### Required work
In the passage on contractual obligations, rewrite the section between "(4) Purchase obligations" and "certain future events.", inclusive, changing "production capacity" to "manufacturing capacity".

### Extracted text
== == ==

Off-Balance Sheet Arrangements
We do not have any off-balance sheet arrangements that are material or reasonably likely to become
material to our consolidated financial position or consolidated results of operations.
Contractual Obligations
Contractual obligations represent future cash commitments and liabilities under agreements with third
parties, and exclude contingent liabilities for which we cannot reasonably predict future payment. Additionally,
the expected timing of payment of the obligations presented below is estimated based on current information.
Timing of payments and actual amounts paid may be different depending on the timing of receipt of goods or
services or changes to agreed-upon terms or amounts for some obligations.
The following table represents our contractual obligations as of December 31, 2011, aggregated by type (in
millions):
Payments due by period
Year Years Years Years
Contractual obligations Total 1 2 and 3 4 and 5 6 and beyond
Long-term debt obligations (1) (2) (3) ..................... $37,521 $ 888 $6,131 $3,396 $27,106
Operating lease obligations ........................... 774 116 189 141 328
Purchase obligations (4) .............................. 2,992 865 420 243 1,464
Unrecognized tax benefits (5) .......................... ———— —
Total contractual obligations ....................... $41,287 $1,869 $6,740 $3,780 $28,898
(1) The long-term debt obligation amounts also include future interest payments. Future interest payments are
included on our financing arrangements at the fixed contractual coupon rates. To achieve a desired mix of
fixed and floating interest rate debt, we enter into interest rate swap contracts that effectively convert a fixed
rate interest coupon for certain of our debt issuances to a floating LIBOR-based coupon over the life of the
respective note. We used an interest rate forward curve at December 31, 2011, in computing net amounts to
be paid or received under our interest rate swap contracts which resulted in an aggregate net reduction in
future interest payments of $366 million. See Note 14, Financing arrangements, to the Consolidated
Financial Statements for further discussion of our interest swap contracts.
(2) In order to hedge our exposure to foreign currency exchange rate risk associated with our pound sterling
denominated long-term debt issued in December 2011, we entered into cross currency swap contracts that
effectively convert interest payments and principal repayment on this debt from pounds sterling to U.S.
dollars. For purposes of this table, we used the contracted exchange rates in the cross currency swap
contracts to compute the net amounts of future interest and principal payments and on this debt. See Note
14, Financing arrangements, to the Consolidated Financial Statements for further discussion of our cross
currency swap contracts.
(3) The long-term debt obligations amounts include the repayment of principal on our euro denominated foreign
currency debt at the foreign currency exchange rates in effect at December 31, 2011. See Note 14, Financing
arrangements, to the Consolidated Financial Statements for further discussion of our long-term debt obligations.
(4) Purchase obligations relate primarily to (i) our long-term supply agreements with third-party manufacturers,
which are based on firm commitments for the purchase of production capacity; (ii) R&D commitments
(including those related to clinical trials) for new and existing products; (iii) capital expenditures; and
(iv) open purchase orders for the acquisition of goods and services in the ordinary course of business. Our
obligation to pay certain of these amounts may be reduced based on certain future events.

== == ==

### Recorded information
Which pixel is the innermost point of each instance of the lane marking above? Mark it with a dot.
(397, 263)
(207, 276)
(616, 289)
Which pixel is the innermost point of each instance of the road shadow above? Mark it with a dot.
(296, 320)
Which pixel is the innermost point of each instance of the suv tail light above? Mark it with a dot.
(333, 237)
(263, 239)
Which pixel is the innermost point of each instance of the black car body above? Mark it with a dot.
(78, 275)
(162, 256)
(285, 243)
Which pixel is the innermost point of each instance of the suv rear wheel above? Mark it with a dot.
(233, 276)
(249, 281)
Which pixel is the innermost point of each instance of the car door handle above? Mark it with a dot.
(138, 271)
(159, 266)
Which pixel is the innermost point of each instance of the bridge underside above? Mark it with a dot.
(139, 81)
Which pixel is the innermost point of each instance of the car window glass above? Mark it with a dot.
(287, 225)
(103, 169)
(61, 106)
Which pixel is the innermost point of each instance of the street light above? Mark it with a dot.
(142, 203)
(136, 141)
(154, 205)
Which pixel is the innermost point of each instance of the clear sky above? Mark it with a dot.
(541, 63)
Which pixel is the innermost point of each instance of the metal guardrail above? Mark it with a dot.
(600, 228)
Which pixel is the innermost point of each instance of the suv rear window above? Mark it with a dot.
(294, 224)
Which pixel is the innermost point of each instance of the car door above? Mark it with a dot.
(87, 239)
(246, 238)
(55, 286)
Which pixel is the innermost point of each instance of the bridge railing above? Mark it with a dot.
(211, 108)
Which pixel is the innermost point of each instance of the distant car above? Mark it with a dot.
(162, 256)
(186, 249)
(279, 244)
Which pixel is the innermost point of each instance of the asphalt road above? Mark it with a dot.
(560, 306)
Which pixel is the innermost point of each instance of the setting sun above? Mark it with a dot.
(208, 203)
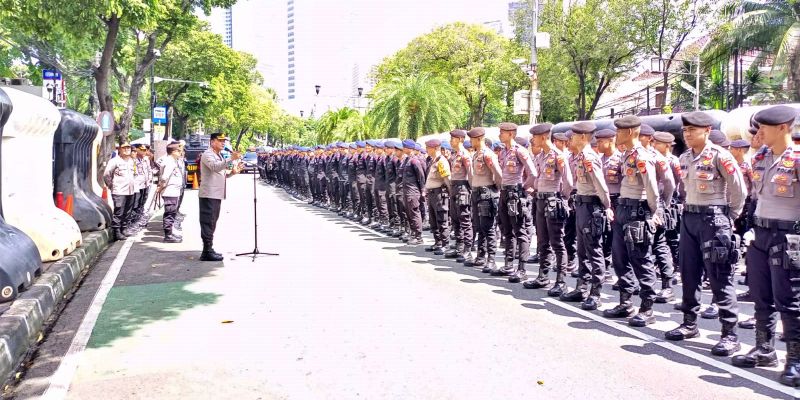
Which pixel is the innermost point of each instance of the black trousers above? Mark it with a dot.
(699, 234)
(123, 207)
(209, 214)
(170, 211)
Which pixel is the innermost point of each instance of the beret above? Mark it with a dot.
(508, 126)
(740, 144)
(433, 143)
(776, 115)
(627, 122)
(458, 133)
(476, 132)
(717, 137)
(664, 137)
(605, 134)
(541, 129)
(697, 118)
(584, 127)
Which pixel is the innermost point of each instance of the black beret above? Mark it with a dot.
(697, 118)
(433, 143)
(664, 137)
(508, 126)
(584, 127)
(458, 133)
(740, 144)
(628, 122)
(541, 129)
(776, 115)
(476, 132)
(605, 134)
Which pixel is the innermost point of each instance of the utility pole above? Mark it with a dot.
(534, 62)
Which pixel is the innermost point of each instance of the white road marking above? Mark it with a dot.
(663, 343)
(62, 378)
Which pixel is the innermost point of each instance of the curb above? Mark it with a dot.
(21, 325)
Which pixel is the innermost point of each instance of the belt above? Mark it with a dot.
(545, 195)
(581, 199)
(778, 224)
(698, 209)
(632, 202)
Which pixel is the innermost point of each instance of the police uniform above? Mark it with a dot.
(714, 194)
(552, 186)
(437, 193)
(485, 180)
(773, 258)
(592, 203)
(633, 228)
(461, 169)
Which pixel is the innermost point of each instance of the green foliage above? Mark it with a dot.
(412, 106)
(475, 60)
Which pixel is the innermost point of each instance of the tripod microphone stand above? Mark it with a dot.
(255, 251)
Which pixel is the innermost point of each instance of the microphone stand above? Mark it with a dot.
(255, 251)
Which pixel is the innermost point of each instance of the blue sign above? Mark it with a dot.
(160, 115)
(51, 74)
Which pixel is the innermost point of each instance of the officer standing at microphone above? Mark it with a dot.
(715, 193)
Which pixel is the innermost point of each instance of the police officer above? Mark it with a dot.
(634, 224)
(461, 169)
(714, 194)
(437, 191)
(553, 185)
(593, 210)
(773, 258)
(514, 210)
(119, 179)
(485, 180)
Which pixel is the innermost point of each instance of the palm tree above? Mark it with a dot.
(411, 106)
(771, 27)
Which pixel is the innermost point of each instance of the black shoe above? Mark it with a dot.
(622, 310)
(557, 290)
(749, 323)
(210, 257)
(665, 296)
(540, 282)
(711, 312)
(684, 331)
(574, 296)
(643, 318)
(727, 345)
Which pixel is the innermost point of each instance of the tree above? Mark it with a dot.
(474, 59)
(770, 27)
(411, 106)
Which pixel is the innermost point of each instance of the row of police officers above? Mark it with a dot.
(599, 200)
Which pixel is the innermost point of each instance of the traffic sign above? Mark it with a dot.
(160, 115)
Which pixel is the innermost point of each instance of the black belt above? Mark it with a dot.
(632, 202)
(581, 199)
(545, 195)
(768, 223)
(697, 209)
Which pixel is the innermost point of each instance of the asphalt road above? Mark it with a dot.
(344, 312)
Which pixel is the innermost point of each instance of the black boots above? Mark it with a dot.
(209, 254)
(791, 371)
(762, 355)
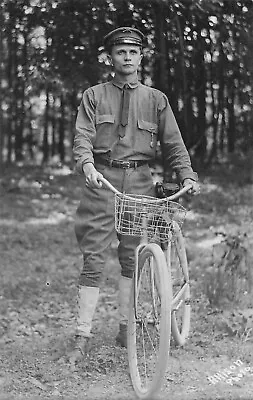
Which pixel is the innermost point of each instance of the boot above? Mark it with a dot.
(125, 285)
(87, 301)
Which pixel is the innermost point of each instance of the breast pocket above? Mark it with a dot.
(105, 131)
(146, 139)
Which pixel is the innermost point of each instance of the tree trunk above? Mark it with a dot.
(45, 145)
(61, 147)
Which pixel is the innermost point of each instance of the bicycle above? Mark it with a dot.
(160, 296)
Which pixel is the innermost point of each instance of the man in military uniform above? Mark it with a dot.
(117, 129)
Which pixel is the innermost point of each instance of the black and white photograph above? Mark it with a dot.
(126, 199)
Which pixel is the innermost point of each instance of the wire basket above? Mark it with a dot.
(139, 215)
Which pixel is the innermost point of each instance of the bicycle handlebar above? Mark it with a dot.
(172, 197)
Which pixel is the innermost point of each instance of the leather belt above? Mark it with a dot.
(119, 163)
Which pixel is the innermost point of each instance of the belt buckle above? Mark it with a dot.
(127, 164)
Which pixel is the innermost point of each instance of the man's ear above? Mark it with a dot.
(109, 58)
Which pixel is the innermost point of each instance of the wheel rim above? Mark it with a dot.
(181, 298)
(147, 325)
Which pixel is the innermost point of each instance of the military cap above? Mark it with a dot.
(123, 35)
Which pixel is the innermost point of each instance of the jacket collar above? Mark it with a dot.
(117, 82)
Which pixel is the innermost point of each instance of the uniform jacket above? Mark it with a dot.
(150, 119)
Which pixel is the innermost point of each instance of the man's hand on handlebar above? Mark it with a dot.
(195, 188)
(92, 176)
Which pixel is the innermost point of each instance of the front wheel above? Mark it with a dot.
(149, 322)
(181, 309)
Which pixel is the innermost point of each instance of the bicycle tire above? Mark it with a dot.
(181, 308)
(140, 322)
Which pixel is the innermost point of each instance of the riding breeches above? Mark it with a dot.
(94, 225)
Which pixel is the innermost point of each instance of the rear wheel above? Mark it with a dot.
(149, 322)
(181, 309)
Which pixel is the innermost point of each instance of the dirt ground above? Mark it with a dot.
(40, 265)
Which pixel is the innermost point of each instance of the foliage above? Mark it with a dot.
(229, 278)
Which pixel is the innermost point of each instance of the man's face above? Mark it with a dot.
(126, 58)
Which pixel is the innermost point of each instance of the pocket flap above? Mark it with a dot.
(100, 119)
(147, 126)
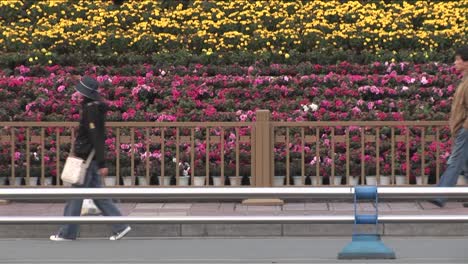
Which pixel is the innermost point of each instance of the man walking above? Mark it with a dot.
(458, 160)
(91, 135)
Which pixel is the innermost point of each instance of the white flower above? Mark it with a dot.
(313, 107)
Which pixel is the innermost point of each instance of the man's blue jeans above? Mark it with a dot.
(73, 207)
(457, 162)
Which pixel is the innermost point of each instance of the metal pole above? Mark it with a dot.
(274, 219)
(229, 193)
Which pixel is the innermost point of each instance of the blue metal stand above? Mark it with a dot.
(366, 246)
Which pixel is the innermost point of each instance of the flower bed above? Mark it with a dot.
(306, 92)
(344, 92)
(38, 33)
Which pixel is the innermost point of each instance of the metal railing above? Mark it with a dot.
(229, 193)
(248, 150)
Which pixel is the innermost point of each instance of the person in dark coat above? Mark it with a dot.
(91, 135)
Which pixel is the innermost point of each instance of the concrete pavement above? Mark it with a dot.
(221, 250)
(241, 230)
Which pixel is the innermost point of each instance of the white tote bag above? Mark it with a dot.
(74, 170)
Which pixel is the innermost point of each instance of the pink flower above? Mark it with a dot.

== == ==

### Answer to the problem
(4) Purchase obligations relate primarily to (i) our long-term supply agreements with third-party manufacturers,
which are based on firm commitments for the purchase of manufacturing capacity; (ii) R&D commitments
(including those related to clinical trials) for new and existing products; (iii) capital expenditures; and
(iv) open purchase orders for the acquisition of goods and services in the ordinary course of business. Our
obligation to pay certain of these amounts may be reduced based on certain future events.